> Tus tareas:
• A. ¿Cómo se dice en inglés esta oración del texto sobre la escultura mexicana: «La expresión escultórica del México moderno no ha contado realmente con el reconocimiento que merece.»?
• B. Ofrece la continuación del texto sobre la exposición de escultura mexicana en Bellas Artes, empezando justo después de su última oración.
##### Texto de estudio #####
La Jornada Semanal, 18 de junio del 2000



Germaine Gómez Haro

Escultura mexicana.
De la academia al objeto

Germaine Gómez Haro elogia ``el guión claro que revela una intención didáctica e informativa'' de la formidable muestra titulada: ``Escultura mexicana. De la academia al objeto.'' Germaine Gómez Haro analiza las obras de Asúnsolo, Oliverio Martínez, Ortiz Monasterio, Zúñiga y Magaña, y echa de menos las esculturas de Centurión y de Fernández Urbina, quienes, ``junto con Fidias Elizondo y Asúnsolo, fueron los principales renovadores del lenguaje escultórico posrevolucionario''. Comenta con entusiasmo las poderosas presencias de la talla en madera titulada Mujer, de Elizondo, y de los trabajos de Germán Cueto. Nuestra colaboradora recomienda visitar con calma y varias veces esta notable y, en algunos aspectos, sorprendente exposición organizada por el INBA en el Palacio de Bellas Artes.

La expresión escultórica del México moderno no ha contado realmente con el reconocimiento que merece. En el banquete de las artes plásticas, ésta sigue siendo -junto con la gráfica- el convidado menor. La magna exposición que actualmente se presenta en el Palacio de Bellas Artes -primera de dos partes- pretende ser ``una nueva visión del trabajo escultórico de nuestro país durante más de cien años'', como señala Alejandra Peña, directora del Museo. Por eso es realmente laudatoria la iniciativa de Agustín Arteaga para llevar a cabo una amplia revisión del panorama de la escultura en nuestro país, aun cuando una empresa de esta envergadura siempre tiene sus bemoles.

A diferencia del caos que recientemente presenciamos en la polémica exhibición ``México Eterno'', en ``Escultura mexicana. De la academia al objeto'' se percibe un guión claro que revela su intención didáctica e informativa. En una muestra tan extensa es fácil perder el objetivo en el camino y, no obstante, aquí el hilo conductor fluye sin tropiezos. En verdad se presentaba como una verdadera urgencia la revisión pormenorizada del tema, y hay que reconocer que Arteaga fue persistente hasta conseguir esta meta. Recordemos que en 1990 organizó en el mismo recinto la exhibición ``La escuela mexicana de escultura. Maestros fundadores'', cuyo mismo título provocó en su momento polémica; hoy se puede decir que esta muestra fue piedra de toque para los estudios de escultura mexicana del siglo XX. Asimismo, Arteaga comisarió el año pasado otra importante exhibición que se presentó en Pontevedra, España, bajo el título ``Identidad y volumen. La escultura en México, 1910-1950'', en cuyo catálogo se publicó un excelente ensayo realizado en coautoría con Enrique Franco Calvo.
##### Datos por examinar #####
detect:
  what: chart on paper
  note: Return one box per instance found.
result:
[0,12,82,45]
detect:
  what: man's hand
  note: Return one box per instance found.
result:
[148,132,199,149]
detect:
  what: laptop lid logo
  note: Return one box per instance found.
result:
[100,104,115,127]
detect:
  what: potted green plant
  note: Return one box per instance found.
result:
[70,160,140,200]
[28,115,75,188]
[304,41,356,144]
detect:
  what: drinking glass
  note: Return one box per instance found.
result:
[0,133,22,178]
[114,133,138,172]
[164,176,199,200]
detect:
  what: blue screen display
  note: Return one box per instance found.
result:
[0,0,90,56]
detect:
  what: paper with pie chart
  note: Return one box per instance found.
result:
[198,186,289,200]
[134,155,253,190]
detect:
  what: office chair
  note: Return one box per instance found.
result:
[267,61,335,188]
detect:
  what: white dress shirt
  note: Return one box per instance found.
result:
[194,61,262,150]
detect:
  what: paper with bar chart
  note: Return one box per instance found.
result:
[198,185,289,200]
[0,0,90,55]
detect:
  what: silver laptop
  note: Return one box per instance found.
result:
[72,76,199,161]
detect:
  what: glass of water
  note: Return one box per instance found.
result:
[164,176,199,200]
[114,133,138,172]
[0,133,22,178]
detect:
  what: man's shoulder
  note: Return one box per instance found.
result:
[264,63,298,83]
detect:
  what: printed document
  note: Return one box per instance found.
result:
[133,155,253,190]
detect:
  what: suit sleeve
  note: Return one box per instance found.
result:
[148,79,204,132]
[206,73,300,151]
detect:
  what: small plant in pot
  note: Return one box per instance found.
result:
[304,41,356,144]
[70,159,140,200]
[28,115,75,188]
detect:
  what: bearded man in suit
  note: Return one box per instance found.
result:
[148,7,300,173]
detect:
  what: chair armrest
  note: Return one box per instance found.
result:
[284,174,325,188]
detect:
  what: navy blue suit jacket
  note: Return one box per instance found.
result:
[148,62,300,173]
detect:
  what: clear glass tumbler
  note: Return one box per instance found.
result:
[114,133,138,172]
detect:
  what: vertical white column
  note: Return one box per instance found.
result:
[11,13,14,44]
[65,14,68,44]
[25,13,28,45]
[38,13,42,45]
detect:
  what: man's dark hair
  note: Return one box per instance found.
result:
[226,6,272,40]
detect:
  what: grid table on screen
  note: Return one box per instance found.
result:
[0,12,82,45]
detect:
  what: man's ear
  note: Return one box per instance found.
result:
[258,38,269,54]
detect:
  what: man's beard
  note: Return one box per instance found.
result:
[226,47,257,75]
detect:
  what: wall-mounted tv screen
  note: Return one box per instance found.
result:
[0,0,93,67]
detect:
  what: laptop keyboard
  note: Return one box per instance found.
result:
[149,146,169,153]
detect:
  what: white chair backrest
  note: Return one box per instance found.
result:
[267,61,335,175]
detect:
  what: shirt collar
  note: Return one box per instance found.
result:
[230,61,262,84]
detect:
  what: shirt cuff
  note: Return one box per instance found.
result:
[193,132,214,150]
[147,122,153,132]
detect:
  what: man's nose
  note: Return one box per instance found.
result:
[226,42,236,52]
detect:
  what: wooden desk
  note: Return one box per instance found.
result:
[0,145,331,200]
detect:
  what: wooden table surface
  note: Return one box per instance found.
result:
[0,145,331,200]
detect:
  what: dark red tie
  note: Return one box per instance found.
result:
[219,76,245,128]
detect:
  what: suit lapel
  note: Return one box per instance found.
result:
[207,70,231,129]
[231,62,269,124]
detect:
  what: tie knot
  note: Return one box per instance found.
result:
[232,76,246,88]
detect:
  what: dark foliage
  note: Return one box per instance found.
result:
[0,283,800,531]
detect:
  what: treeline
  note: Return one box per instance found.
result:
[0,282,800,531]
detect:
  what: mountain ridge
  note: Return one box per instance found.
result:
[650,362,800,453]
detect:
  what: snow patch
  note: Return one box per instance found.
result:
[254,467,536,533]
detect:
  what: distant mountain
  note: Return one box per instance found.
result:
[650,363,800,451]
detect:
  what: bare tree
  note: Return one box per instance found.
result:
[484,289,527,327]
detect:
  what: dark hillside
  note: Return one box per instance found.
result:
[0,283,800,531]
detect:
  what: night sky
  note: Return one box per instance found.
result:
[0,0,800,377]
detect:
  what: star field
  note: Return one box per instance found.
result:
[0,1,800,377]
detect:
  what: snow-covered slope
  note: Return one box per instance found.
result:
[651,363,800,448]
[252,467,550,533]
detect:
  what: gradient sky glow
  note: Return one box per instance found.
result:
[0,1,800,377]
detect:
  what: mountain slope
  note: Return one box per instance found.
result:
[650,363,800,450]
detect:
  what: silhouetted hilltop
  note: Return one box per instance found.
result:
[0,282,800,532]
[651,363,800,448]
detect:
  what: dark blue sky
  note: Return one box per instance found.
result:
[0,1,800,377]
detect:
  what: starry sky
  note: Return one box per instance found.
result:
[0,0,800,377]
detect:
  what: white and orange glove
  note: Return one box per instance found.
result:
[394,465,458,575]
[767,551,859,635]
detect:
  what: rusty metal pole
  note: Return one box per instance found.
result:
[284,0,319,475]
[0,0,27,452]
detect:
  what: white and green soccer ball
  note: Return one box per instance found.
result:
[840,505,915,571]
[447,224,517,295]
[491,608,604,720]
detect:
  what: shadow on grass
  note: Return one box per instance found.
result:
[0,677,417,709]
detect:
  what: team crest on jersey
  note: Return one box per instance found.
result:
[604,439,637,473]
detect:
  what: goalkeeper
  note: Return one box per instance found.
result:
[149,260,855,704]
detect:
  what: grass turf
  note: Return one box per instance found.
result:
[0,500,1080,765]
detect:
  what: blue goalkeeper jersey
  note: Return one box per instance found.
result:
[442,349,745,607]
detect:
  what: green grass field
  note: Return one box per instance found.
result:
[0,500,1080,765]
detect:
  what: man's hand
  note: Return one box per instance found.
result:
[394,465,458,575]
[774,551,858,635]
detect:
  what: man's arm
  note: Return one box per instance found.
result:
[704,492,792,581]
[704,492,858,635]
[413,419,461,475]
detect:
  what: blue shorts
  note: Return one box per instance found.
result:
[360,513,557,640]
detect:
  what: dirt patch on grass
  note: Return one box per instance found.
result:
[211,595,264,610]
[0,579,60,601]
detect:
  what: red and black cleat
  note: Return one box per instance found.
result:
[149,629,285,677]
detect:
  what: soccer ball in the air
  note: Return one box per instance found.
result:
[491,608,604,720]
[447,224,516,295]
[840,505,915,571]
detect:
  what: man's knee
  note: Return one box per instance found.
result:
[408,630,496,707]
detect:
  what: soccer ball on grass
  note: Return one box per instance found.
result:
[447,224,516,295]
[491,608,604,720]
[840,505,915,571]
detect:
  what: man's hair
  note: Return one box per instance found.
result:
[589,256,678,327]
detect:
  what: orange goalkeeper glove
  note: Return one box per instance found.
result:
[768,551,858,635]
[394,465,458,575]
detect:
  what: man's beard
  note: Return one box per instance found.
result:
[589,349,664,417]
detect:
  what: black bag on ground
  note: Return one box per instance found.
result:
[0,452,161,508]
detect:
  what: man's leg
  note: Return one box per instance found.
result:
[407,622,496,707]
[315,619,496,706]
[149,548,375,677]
#####
##### Datos por examinar #####
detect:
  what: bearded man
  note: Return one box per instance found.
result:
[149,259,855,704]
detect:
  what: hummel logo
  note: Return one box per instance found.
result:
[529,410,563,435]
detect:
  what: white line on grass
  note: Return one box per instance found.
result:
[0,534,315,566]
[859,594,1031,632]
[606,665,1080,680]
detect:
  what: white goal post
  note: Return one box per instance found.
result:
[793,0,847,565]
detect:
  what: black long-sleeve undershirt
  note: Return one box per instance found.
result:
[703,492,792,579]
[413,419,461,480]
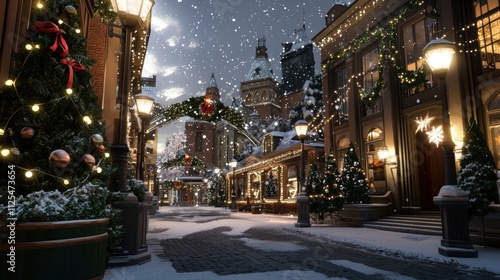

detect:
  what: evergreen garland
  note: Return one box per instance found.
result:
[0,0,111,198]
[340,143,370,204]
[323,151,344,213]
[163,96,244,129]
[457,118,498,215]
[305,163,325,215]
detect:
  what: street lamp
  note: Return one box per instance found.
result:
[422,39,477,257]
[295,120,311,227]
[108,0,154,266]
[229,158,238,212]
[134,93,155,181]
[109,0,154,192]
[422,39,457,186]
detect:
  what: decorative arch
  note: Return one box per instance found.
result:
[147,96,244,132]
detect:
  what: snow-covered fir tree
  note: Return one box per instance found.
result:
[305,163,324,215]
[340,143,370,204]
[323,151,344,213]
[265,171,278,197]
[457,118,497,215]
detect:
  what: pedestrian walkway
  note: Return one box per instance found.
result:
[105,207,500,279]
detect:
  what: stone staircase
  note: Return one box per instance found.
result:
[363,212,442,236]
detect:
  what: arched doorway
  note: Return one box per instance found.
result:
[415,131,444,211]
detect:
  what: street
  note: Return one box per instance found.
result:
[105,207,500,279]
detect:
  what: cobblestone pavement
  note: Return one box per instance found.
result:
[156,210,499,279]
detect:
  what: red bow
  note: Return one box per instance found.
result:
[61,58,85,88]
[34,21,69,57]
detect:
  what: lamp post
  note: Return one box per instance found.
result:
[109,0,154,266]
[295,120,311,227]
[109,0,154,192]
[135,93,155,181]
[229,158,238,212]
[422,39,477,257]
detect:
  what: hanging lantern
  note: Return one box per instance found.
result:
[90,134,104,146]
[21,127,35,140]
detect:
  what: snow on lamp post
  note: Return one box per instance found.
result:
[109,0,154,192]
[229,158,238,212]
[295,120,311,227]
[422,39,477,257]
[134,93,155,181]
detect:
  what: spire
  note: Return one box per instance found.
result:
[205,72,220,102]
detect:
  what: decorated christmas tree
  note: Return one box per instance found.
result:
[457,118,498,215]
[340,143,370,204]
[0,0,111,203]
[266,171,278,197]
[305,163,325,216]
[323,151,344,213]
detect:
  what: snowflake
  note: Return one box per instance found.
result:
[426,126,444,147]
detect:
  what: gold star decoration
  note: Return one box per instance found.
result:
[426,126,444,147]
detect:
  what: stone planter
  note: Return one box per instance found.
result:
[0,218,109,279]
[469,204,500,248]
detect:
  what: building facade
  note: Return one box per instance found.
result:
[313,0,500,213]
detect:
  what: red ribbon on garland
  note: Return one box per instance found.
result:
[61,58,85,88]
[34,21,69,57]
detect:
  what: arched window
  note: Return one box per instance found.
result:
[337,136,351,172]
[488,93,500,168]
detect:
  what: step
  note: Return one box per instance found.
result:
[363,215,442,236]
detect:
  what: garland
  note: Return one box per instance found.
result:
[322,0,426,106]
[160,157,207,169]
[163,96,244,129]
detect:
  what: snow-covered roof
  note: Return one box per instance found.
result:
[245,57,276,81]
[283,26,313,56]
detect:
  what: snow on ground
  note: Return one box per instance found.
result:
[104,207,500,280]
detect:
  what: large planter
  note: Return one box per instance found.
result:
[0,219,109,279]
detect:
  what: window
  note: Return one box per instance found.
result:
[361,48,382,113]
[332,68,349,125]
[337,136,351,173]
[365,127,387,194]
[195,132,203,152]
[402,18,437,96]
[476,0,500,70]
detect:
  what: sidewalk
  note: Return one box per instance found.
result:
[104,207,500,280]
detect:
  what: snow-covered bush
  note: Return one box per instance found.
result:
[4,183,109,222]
#####
##### Datos por examinar #####
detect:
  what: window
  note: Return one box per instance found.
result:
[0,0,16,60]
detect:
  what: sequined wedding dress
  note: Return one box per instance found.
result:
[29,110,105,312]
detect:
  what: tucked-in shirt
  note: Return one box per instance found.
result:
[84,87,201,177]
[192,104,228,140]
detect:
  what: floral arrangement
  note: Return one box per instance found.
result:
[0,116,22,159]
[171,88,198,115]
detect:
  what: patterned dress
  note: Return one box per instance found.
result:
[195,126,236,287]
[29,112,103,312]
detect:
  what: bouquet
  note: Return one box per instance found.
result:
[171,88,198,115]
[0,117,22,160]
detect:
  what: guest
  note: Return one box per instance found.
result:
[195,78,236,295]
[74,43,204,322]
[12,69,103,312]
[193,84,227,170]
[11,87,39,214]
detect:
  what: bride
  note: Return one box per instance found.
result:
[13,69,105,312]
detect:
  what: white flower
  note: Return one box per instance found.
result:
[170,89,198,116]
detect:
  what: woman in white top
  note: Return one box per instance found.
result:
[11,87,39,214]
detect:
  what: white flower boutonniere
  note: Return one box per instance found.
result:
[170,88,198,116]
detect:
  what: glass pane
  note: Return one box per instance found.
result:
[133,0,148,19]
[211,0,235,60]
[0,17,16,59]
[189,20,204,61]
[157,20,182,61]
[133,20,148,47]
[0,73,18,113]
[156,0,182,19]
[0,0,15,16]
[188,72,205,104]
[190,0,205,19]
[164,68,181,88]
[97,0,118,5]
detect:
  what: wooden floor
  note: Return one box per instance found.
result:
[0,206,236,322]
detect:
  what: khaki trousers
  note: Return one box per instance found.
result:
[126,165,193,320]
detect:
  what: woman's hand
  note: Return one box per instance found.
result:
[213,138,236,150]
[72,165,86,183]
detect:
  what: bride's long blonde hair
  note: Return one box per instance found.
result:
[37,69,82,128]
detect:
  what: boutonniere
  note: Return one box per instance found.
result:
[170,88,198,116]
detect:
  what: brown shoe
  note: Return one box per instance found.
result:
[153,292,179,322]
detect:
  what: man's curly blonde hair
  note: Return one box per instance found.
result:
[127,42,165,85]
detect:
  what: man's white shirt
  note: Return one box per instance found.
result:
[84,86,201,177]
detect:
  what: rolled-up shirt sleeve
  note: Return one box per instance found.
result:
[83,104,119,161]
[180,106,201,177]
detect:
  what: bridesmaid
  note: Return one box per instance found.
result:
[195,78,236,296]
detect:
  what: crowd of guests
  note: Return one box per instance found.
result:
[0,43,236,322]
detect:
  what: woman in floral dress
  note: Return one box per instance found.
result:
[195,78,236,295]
#####
> Respuestas:
• A. The sculptural expression of modern Mexico has not really received the recognition it deserves.

• B.
Ahora bien, como suele suceder en las megamuestras de esta índole, a mi parecer la selección de piezas fue excesiva: definitivamente, el bosque impide ver los árboles. La exhibición se divide en cuatro secciones: La Academia, la Escuela Mexicana, Arte Popular y Surrealismo-Objeto. Para empezar, todas las salas están, para mi gusto, atiborradas. La museografía ayuda -una vez más, a diferencia de ``México Eterno''-, pues se eligieron diseños discretos y colores tenues y elegantes. Sin embargo, llama la atención la cantidad de piezas de determinados autores, por más relevantes que sean: Ignacio Asúnsolo, Oliverio Martínez, Luis Ortiz Monasterio, Francisco Zúñiga y Mardonio Magaña, entre otros; en cambio, me extrañó no encontrar obra de Manuel Centurión o José María Fernández Urbina, quienes, junto con Fidias Elizondo y Asúnsolo, fueron los principales renovadores del lenguaje escultórico posrevolucionario. De Elizondo me llevé la grata sorpresa de ver físicamente, por vez primera, su talla en madera titulada simplemente Mujer, una pieza soberbia que ha servido de ejemplo a talladores contemporáneos, incluyendo al talentoso Reynaldo Velázquez. También me cautivó el notable trabajo del doctor Francisco Arturo Marín, quien consiguió imprimir a sus esculturas la fuerza tectónica y el dramatismo de la estética precolombina, al mismo tiempo que las dota de una ternura inusitada que se desprende de su intención por plasmar los rasgos psicológicos de sus personajes. Marín consigue reflejar en sus obras la huella del dolor, el sufrimiento, la miseria y la desesperanza de las clases marginadas, con las que probablemente tuvo un contacto cercano a través de la medicina, profesión que ejerció toda su vida. Así, percibimos en sus sublimes esculturas rostros desgarrados que nos recuerdan a Xipe Totec o a Xochipilli, en combinación con actitudes ensimismadas que nos remiten al Tata Jesucristo de Goitia o a la Piedad y las plañideras de Rodríguez Lozano. Por la complejidad de su composición y la afortunada integración de sus figuras fusionadas en un grupo escultórico, Duelo a Zapata es ejemplo de la maestría técnica que alcanzó el doctor Marín en la talla directa en mármol.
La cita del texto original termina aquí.